-- begin --

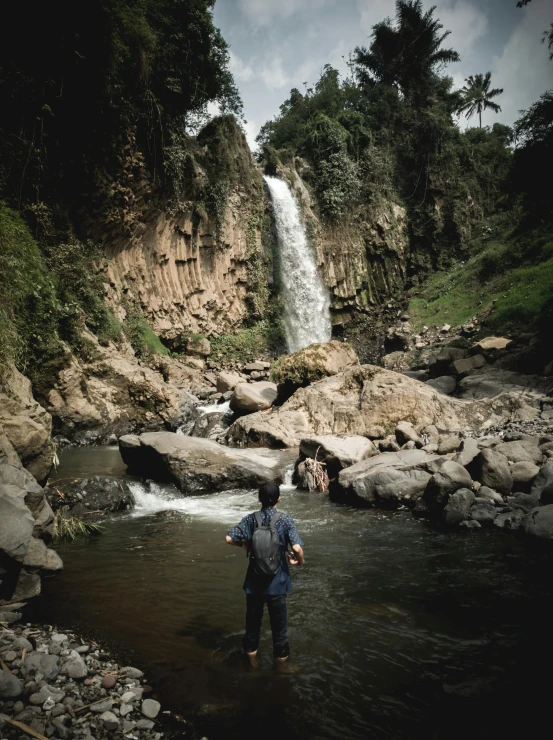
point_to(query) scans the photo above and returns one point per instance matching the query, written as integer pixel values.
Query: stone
(458, 506)
(41, 557)
(337, 451)
(448, 479)
(521, 450)
(524, 474)
(448, 443)
(524, 501)
(467, 451)
(483, 513)
(97, 493)
(470, 524)
(491, 469)
(227, 382)
(510, 519)
(48, 665)
(251, 397)
(200, 465)
(131, 672)
(198, 345)
(485, 492)
(539, 522)
(445, 384)
(543, 484)
(16, 522)
(460, 368)
(388, 480)
(10, 686)
(359, 398)
(311, 364)
(405, 432)
(150, 708)
(74, 666)
(492, 344)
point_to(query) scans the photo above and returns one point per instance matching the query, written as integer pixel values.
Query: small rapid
(306, 300)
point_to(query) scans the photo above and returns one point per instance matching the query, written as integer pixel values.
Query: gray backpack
(265, 549)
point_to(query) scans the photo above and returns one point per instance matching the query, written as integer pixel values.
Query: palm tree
(477, 96)
(406, 54)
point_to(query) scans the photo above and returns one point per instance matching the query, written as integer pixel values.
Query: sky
(276, 45)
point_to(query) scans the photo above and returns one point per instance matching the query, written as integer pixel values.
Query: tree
(477, 96)
(408, 54)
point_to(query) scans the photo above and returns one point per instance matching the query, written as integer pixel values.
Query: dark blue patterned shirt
(281, 583)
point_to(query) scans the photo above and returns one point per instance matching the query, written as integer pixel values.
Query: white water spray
(306, 301)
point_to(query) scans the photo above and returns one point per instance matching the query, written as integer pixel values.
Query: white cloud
(465, 21)
(241, 71)
(264, 12)
(523, 69)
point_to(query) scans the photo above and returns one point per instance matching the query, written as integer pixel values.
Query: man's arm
(299, 558)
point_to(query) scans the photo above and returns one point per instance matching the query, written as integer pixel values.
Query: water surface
(396, 630)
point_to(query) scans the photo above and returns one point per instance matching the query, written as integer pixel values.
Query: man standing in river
(271, 591)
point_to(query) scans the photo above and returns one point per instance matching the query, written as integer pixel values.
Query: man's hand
(296, 556)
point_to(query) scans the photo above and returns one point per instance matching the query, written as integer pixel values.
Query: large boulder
(99, 493)
(251, 397)
(539, 522)
(313, 363)
(360, 398)
(337, 451)
(26, 425)
(491, 468)
(450, 478)
(543, 484)
(387, 480)
(199, 465)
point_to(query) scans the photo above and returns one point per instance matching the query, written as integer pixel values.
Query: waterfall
(306, 301)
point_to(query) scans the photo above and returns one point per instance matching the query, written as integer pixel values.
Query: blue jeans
(276, 606)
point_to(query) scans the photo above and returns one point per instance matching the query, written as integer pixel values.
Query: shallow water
(397, 631)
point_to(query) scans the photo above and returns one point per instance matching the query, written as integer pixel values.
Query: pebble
(150, 708)
(109, 681)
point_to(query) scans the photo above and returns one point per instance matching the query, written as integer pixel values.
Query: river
(396, 630)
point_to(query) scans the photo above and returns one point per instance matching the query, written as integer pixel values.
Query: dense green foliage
(77, 83)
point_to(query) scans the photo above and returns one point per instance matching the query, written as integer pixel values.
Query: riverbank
(57, 684)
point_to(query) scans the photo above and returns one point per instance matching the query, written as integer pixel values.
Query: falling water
(306, 301)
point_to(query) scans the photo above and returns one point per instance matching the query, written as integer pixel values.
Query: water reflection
(397, 631)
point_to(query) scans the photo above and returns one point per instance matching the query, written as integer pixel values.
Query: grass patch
(247, 344)
(511, 273)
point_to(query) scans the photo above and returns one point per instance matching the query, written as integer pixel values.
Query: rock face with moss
(310, 364)
(358, 399)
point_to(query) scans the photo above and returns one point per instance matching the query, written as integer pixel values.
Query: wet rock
(445, 384)
(10, 686)
(47, 665)
(512, 520)
(543, 484)
(458, 506)
(491, 469)
(523, 450)
(251, 397)
(448, 443)
(483, 513)
(524, 474)
(150, 708)
(227, 382)
(467, 451)
(539, 522)
(444, 482)
(388, 479)
(406, 432)
(200, 465)
(74, 666)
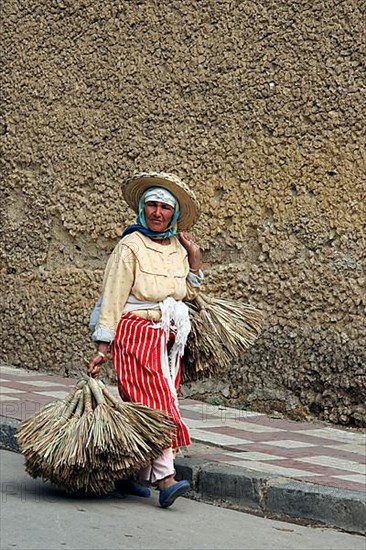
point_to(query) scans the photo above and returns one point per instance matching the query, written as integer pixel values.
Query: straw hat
(134, 187)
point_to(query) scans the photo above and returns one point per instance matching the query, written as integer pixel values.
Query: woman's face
(158, 215)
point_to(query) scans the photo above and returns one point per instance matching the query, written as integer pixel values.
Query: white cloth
(174, 313)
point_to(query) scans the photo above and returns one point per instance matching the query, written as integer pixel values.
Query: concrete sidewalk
(298, 471)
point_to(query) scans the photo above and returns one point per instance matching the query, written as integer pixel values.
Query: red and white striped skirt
(136, 352)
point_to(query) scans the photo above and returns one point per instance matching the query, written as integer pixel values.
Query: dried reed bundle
(221, 330)
(96, 441)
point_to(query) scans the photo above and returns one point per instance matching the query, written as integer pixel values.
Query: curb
(255, 492)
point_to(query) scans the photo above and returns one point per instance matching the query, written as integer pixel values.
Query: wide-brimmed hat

-- end --

**Exercise**
Repeat the entries exactly and keep the pictures out of the copy.

**Exercise solution**
point_to(query) scans the photo above and returns one point per instance matching the query, written as integer pixel values.
Query: stone
(458, 506)
(41, 557)
(337, 451)
(448, 479)
(521, 450)
(524, 474)
(448, 443)
(524, 501)
(467, 451)
(483, 513)
(97, 493)
(470, 524)
(491, 469)
(227, 382)
(510, 519)
(48, 665)
(251, 397)
(200, 465)
(131, 672)
(198, 345)
(485, 492)
(539, 522)
(445, 384)
(543, 484)
(16, 522)
(460, 368)
(388, 480)
(10, 686)
(359, 398)
(311, 364)
(405, 432)
(150, 708)
(74, 666)
(492, 344)
point_to(query) scans the photo above and returns one point per instance matching the query, written as integer pixel values.
Query: small rapid
(306, 300)
point_to(query) scans the photo above and returns one point per instance matching the query, written as integer pixel values.
Query: gray backpack
(265, 549)
point_to(query) scans the photo above and returns one point per instance matching the query, written as integer pixel values.
Query: palm tree
(477, 96)
(406, 54)
point_to(query) scans the photo above and returns one point per instance matching the query, written as integer pixel values.
Query: sky
(276, 45)
point_to(query) scans the photo above and returns one point per instance matching the query, written as integer pixel values.
Query: tree
(477, 96)
(408, 54)
point_to(query) scans the photo above and returns one point per instance matching the query, written as integer pixel values.
Query: dark blue patterned shirt
(281, 583)
point_to(query) scans the photo above and returns one point per instance matching the query, written as integer pixel values.
Query: white water spray
(306, 301)
point_to(query) scans the photo above and returns one point per instance matching the query, written as integer pixel values.
Query: white cloud
(465, 21)
(241, 71)
(264, 12)
(523, 69)
point_to(query) scans the photo above and returns one point per instance matching the query, written as integer pixel values.
Query: man's arm
(299, 558)
point_to(query) scans the photo above and returns one point per instance matching the query, written as integer pixel values.
Query: water surface
(396, 630)
point_to(query) scans the photo above and returns one point per instance matching the query, written as integer pixel values.
Query: man standing in river
(271, 591)
point_to(query) scans the photo above and returns one point per instance matching the query, written as integer pixel values.
Query: man's hand
(296, 556)
point_to(query) scans the photo above and returns one point per instance matching the query, written as integer pixel values.
Query: large boulder
(99, 493)
(251, 397)
(539, 522)
(313, 363)
(360, 398)
(337, 451)
(26, 425)
(491, 468)
(450, 478)
(543, 484)
(387, 480)
(199, 465)
point_to(query) scans the photo above and returns one point per instance matching the query, written as integer pixel values.
Query: waterfall
(306, 301)
point_to(query) scans the photo above and returns one point per instance matching the query, written as integer pixel values.
Query: blue jeans
(276, 606)
point_to(query) scans the photo above and returns one point per instance matching the query, written as integer pixel values.
Query: shallow water
(397, 631)
point_to(query) scans the photo above and returns one point per instance matching the query, written as integer pixel values.
Query: pebble
(150, 708)
(109, 681)
point_to(query) scans the photo above and returns one point per instance matching the query, written as integer pixel values.
Query: river
(396, 630)
point_to(query) scans the photo above and returns one point per instance matching the query, written as integer pixel values.
Query: dense green foliage
(77, 83)
point_to(query) scans the photo above and returns one point per instance matching the query, written as integer pixel values.
Query: riverbank
(57, 684)
point_to(query) scans the photo above and returns one point per instance matching the query, written as integer pixel values.
Query: falling water
(306, 301)
point_to(query) scans the photo above and returns one point per instance matching the query, written as integer pixel values.
Query: water reflection
(397, 631)
point_to(query) scans the photo above and returns one point per instance matching the query, written as integer pixel values.
Query: grass patch
(247, 344)
(511, 273)
point_to(query) scans the photo above and returns one point per instance matching the query, written as integer pixel values.
Query: rock face with moss
(310, 364)
(358, 399)
point_to(query) scans the photo above and returns one point per instance matching the query, written as integer pixel values.
Query: wet rock
(445, 384)
(10, 686)
(47, 665)
(512, 520)
(543, 484)
(458, 506)
(491, 469)
(523, 450)
(251, 397)
(448, 443)
(483, 513)
(524, 474)
(150, 708)
(227, 382)
(467, 451)
(539, 522)
(444, 482)
(388, 479)
(406, 432)
(200, 465)
(74, 666)
point_to(query) scans the photo above and returns one point per instance matching the query, written as integer pixel values.
Query: straw hat
(134, 187)
point_to(query) scans the photo above and returns one point per instance matching the query, written as integer pixel values.
Query: woman's face
(158, 215)
point_to(query) scans the photo above and returns one point per instance matching the query, written as integer pixel values.
Query: white cloth
(174, 313)
point_to(query) scans the photo above and returns one point per instance matching the query, written as integer pixel values.
Query: concrete sidewalk
(298, 471)
point_to(query) scans the photo above and returns one point per instance matching the query, written as integer pixel values.
Query: red and white striped skirt
(136, 352)
point_to(query) scans the photo above and returns one point per instance matching the query, written as integer pixel values.
Query: dried reed bundle
(221, 330)
(96, 441)
point_to(query) scans the photo above and returns one point per instance matching the query, written as integer pixel values.
Query: curb
(255, 492)
point_to(query) scans the photo above and returns one point per instance matching the query, written as integer pixel values.
Query: wide-brimmed hat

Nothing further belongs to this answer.